Return the entries word for word, from their first line through the line that contains "495L264 482L154 506L132", including both of those lines.
# # # #
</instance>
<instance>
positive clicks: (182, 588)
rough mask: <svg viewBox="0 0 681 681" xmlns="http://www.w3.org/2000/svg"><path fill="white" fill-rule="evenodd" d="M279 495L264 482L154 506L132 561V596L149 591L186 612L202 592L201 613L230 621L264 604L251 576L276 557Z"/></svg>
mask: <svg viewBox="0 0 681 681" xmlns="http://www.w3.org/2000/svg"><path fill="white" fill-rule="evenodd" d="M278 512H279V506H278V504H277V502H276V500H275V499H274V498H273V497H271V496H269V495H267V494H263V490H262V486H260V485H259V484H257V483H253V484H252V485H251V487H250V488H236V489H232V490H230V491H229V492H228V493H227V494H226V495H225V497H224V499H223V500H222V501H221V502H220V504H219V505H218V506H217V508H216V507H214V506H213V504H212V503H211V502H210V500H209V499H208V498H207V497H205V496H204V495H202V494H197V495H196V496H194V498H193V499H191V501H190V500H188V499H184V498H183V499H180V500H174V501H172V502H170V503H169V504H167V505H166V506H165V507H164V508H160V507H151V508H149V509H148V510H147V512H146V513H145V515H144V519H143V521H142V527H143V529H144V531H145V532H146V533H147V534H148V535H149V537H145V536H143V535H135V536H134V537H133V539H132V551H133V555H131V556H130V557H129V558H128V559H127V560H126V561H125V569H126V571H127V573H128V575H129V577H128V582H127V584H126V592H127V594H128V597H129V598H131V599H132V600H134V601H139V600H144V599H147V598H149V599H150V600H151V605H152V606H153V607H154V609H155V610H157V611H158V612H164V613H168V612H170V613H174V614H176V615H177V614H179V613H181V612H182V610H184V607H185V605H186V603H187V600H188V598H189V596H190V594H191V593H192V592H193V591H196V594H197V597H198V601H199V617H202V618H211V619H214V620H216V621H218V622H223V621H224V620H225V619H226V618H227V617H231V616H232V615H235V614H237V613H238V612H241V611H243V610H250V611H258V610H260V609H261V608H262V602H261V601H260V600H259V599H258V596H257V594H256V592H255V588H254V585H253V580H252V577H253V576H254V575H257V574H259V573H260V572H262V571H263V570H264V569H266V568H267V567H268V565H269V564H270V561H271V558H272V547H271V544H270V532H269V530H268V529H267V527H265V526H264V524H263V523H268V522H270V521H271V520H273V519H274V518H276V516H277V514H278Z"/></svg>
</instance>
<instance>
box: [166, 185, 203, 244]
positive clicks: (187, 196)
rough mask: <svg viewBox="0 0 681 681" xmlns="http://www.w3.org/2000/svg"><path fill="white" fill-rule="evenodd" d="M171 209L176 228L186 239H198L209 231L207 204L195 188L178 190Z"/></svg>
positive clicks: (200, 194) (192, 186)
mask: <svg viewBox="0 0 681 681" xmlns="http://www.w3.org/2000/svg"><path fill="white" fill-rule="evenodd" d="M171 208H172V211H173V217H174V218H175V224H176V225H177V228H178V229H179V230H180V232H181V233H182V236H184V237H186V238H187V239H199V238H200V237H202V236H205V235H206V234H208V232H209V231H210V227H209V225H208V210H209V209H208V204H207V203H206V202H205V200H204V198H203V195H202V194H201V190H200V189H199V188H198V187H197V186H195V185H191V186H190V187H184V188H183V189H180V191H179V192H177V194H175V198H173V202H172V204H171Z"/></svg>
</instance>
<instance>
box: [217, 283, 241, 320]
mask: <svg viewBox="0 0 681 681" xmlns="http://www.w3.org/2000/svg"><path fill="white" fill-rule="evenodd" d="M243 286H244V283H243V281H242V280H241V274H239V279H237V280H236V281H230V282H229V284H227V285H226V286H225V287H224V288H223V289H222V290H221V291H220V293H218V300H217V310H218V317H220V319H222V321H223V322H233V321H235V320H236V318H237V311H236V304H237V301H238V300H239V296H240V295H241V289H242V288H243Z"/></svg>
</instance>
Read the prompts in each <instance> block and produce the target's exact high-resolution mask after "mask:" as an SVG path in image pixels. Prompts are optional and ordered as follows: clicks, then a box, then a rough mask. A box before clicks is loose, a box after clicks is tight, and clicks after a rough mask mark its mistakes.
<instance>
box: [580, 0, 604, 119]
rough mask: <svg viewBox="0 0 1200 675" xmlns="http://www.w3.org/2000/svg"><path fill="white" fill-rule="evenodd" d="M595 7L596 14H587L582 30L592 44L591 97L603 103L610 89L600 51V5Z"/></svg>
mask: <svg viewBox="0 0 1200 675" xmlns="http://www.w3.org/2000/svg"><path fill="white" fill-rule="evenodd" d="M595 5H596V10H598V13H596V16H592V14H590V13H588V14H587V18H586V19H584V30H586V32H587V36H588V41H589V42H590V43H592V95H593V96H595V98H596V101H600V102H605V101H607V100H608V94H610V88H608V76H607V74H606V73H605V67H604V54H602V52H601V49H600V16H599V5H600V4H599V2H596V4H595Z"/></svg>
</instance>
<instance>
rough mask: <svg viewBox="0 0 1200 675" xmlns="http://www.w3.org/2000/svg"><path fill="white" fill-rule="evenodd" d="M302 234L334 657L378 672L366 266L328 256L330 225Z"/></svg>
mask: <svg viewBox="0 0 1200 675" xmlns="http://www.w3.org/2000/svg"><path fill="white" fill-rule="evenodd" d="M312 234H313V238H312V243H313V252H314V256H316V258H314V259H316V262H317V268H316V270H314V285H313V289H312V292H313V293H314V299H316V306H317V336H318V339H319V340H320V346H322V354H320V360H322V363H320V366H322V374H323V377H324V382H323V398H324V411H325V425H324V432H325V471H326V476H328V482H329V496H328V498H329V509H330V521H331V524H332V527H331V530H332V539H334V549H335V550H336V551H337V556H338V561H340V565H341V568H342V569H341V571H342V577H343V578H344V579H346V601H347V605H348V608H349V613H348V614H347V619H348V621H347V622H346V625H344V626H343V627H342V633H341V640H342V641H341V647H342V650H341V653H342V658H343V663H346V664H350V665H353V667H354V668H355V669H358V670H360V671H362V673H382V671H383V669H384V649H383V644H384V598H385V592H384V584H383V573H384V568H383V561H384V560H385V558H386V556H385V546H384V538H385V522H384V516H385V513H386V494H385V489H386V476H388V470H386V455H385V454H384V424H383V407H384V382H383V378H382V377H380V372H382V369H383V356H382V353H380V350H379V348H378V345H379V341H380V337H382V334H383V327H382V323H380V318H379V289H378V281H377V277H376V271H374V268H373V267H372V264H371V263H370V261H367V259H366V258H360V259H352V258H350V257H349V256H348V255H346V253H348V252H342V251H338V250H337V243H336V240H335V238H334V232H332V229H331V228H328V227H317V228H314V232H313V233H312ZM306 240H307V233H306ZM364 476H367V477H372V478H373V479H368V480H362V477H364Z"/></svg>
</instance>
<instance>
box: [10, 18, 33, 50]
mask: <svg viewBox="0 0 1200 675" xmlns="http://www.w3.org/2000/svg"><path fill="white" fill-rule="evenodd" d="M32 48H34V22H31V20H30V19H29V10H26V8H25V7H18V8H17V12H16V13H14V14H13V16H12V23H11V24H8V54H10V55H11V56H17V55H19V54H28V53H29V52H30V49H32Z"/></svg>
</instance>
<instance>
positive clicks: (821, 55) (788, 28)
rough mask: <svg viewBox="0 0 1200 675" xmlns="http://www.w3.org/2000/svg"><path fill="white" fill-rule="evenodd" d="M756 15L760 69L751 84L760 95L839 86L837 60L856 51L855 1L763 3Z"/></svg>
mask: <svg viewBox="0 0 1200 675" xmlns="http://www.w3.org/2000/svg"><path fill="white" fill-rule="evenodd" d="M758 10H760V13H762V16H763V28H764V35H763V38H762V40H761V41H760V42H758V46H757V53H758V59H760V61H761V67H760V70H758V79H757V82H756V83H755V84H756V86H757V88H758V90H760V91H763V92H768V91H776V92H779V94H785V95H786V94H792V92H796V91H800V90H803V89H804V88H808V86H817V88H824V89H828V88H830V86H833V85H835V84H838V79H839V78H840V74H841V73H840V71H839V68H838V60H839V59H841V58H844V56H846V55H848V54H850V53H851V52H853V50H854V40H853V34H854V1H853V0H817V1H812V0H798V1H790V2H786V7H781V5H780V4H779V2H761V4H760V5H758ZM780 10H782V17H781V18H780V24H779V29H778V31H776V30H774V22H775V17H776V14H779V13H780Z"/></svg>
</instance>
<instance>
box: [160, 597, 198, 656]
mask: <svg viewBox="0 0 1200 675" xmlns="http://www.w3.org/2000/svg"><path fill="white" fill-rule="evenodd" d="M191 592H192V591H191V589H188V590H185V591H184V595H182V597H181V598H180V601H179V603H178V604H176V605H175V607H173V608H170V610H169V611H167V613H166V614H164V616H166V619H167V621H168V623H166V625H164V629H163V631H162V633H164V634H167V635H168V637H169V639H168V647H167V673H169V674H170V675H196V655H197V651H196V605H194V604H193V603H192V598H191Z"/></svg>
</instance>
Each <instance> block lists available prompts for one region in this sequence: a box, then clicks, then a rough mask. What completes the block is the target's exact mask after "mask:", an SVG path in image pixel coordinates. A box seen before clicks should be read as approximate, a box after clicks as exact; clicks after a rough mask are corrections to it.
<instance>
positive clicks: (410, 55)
# # # #
» **Answer to the exercise**
</instance>
<instance>
positive clicks: (182, 588)
rough mask: <svg viewBox="0 0 681 681" xmlns="http://www.w3.org/2000/svg"><path fill="white" fill-rule="evenodd" d="M279 495L264 482L154 506L132 561V596L149 591L186 612L202 592L201 613L230 621L264 604L251 576L276 557Z"/></svg>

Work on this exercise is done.